#### Set task:
Say whether each statement agrees with the whistling story. For each, answer yes or no and quote the words from the story that decide it.
1. The narrator finally got good at whistling during the freshman year of college.
2. The mom was visibly impressed when the narrator showed off the whistling over Christmas break.
3. The siblings will back up the narrator's memory even when Liz is standing right next to them.

#### Reading passage:
______________________________
Now, to this day, Liz swears that she never said shut up, but it's my memory so I'm pretty sure I'm right.  Also, my siblings will back me up on it.  Unless she is standing right next to them, then they take her side.  Which is typical.  I really can't blame them, though.  It's self-preservation.  I get it.

My mom constantly telling us to stop whistling made me want to whistle that much more.  Which is kind of ridiculous, right?  You have no urge to do anything until someone tells you not to do it.  Like when you see a sign that says "Wet Paint. Do NOT Touch."  Well, when my day started, I had zero intentions of touching this wall.  But now? Now is a different story, I must touch it.  What do you accomplish by doing that?  You just get paint all over your hand, and no way to get it off of you.  Do you feel in control at that moment?  Kind of, if you ignore your paint covered hand.  Why must it be this way?  Why can't your brain just be like, "Yeah, okay.  They said don't do it, so listen to them, respect them.  Just don't do it.  Walk away."  But that is not how human brains work.

With Liz's obvious disdain for our shitty whistling, I knew there was only one option.  That's right.  Learn to fucking whistle. 

Oh and did I ever.

Anytime my mother wasn't within earshot, I was practicing.  It took years and years.  I finally mastered it my Freshman year of college.  Liz was obviously not around, so I could whistle whenever I wanted to.  I perfected it.  I showed off my talent during Christmas break that year, and my mom's only response was, "You're good at that."

THAT'S IT?!

"YOU'RE GOOD AT THAT?!"  That is the only reaction I get from you woman?!  I have been practicing for years to rub it in your face that you can no longer tell me to stop whistling because I can now "whistle like my father," and you had zero reaction?!  It really shouldn't have surprised me, but it did.
______________________________
#### Collected material:

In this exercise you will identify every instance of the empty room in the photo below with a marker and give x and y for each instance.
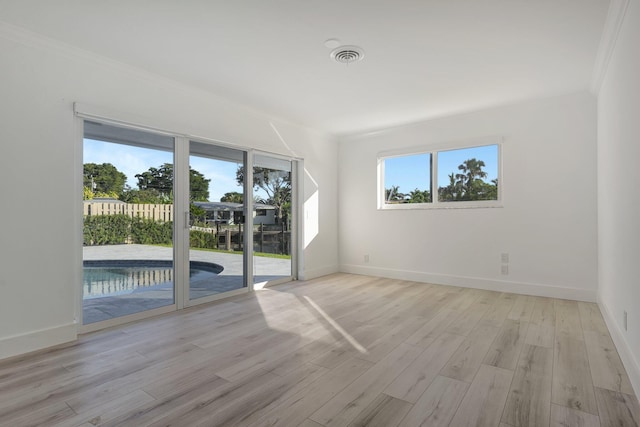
______________________________
#### Correct result:
1. Yes: "I finally mastered it my Freshman year of college."
2. No: "you had zero reaction"
3. No: "Unless she is standing right next to them, then they take her side."